The positions of the two points $I$
and $F$ are determined by the same rules which determine the point $M$
above.

The assumption corresponding to (1.13),(1.14) is then
\begin{equation}
 i \ln W_{3q} = \frac{2}{3} g^2 \sum _{i<j}
 \int _{\Gamma _i} dx^{\mu}
_i \int _{\Gamma _j} dx^{\nu}_j \,i D_{\mu \nu} (x_i - x_j)
+ \sigma S_{\min} \> ,
\end{equation}
where now $S_{\min}$ denotes the minimum among the surfaces made by three
sheets
having the curves $\overline{\Gamma}_1$,
 $\overline{\Gamma}_2$ and $\overline{\Gamma}_3$ as contours and
joining on a line $\Gamma_M$ connecting $I$ with $F$.

We shall see that Eqs. (1.5)-(1.8) follow
if we substitute (1.16) in (1.18) and
again replace $S_{\min}$ with the surface spanned by the straight
lines
\begin{equation}
u^0_{j \, \min}=t \quad \quad \quad
{\bf u}^{\min}_j = s {\bf z}_j(t) +(1-s) {\bf z}_M(t)
\end{equation}
with $j=1,2,3$, $s \in [0,1]$, ${\bf z}_M(t)$ being again the point
for which $\sum_{j=1}^3 |{\bf z}_j(t) - {\bf z}_ M(t)|$ is minimum.

The plan of the paper is the following one.
In Sec. II we shall report the simplified derivation of the
quark-antiquark potential as sketched above.
In Sec. III we shall report the derivation of the three-quark potential.

DATA SECTION
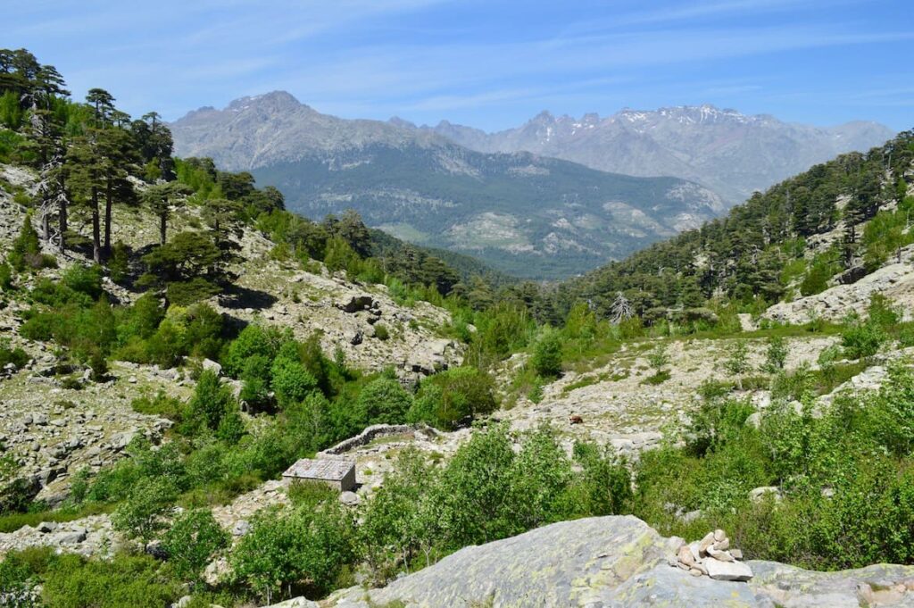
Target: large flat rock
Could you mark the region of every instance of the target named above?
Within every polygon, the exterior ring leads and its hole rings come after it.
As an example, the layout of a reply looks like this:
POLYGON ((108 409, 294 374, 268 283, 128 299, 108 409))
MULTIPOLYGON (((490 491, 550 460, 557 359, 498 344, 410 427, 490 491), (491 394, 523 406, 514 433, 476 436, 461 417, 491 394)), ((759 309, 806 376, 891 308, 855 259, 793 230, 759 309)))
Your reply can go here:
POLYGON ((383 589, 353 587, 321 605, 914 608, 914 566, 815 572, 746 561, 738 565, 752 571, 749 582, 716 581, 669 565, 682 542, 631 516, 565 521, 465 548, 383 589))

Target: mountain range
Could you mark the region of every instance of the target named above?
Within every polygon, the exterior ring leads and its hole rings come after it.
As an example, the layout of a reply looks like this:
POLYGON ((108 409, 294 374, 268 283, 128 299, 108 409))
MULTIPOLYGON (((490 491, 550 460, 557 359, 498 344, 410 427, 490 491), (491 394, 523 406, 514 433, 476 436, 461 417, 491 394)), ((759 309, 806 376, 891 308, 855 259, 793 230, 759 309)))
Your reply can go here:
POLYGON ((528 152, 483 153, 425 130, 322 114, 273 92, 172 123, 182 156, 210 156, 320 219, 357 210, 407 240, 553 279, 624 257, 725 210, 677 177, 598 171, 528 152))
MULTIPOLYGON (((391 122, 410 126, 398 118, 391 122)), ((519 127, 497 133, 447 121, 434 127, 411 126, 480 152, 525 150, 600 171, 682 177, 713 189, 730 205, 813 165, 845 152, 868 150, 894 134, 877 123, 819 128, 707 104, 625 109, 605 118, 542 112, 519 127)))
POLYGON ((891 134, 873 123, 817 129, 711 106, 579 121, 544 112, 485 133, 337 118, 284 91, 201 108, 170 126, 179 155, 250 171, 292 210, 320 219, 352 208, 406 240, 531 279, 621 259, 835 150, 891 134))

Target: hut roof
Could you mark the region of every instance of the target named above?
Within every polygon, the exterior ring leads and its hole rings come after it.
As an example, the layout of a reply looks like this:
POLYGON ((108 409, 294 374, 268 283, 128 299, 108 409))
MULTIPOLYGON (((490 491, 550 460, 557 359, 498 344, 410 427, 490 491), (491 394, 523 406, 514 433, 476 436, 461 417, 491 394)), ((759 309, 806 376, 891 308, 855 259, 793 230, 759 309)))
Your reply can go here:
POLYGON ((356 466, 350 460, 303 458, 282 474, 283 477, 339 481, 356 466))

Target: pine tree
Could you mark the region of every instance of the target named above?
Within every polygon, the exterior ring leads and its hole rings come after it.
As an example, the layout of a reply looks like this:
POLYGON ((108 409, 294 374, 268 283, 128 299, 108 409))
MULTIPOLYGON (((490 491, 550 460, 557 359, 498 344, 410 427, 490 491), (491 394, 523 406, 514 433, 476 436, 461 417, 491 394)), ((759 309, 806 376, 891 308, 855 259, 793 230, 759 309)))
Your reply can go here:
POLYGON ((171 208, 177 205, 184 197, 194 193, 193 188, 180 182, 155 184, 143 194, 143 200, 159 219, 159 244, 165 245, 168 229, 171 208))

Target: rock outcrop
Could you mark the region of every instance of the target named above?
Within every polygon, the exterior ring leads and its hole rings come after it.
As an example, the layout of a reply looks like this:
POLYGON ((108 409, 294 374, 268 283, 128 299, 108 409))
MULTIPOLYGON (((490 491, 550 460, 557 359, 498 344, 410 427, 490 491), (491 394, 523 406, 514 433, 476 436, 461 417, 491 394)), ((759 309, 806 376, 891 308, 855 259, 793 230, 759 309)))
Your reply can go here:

TASKS AND EXERCISES
a – Summarize the passage on the three-quark potential in three sentences.
b – In the passage on the three-quark potential, translate this sentence into French: "In Sec. III we shall report the derivation of the three-quark potential."

TASK-BY-TASK ANSWERS
a – For the three-quark case, the assumed expression adds a term σS_min, where S_min is the minimum surface made by three sheets that have the curves Γ̄1, Γ̄2 and Γ̄3 as contours and join on a line Γ_M connecting I with F. Eqs. (1.5)-(1.8) are said to follow when S_min is replaced with the surface spanned by straight lines running to the point z_M(t), for which the sum of the distances |z_j(t) − z_M(t)| is minimum. Sec. II will report the simplified derivation of the quark-antiquark potential, and Sec. III will report the derivation of the three-quark potential.

b – Dans la Sec. III, nous présenterons la dérivation du potentiel à trois quarks.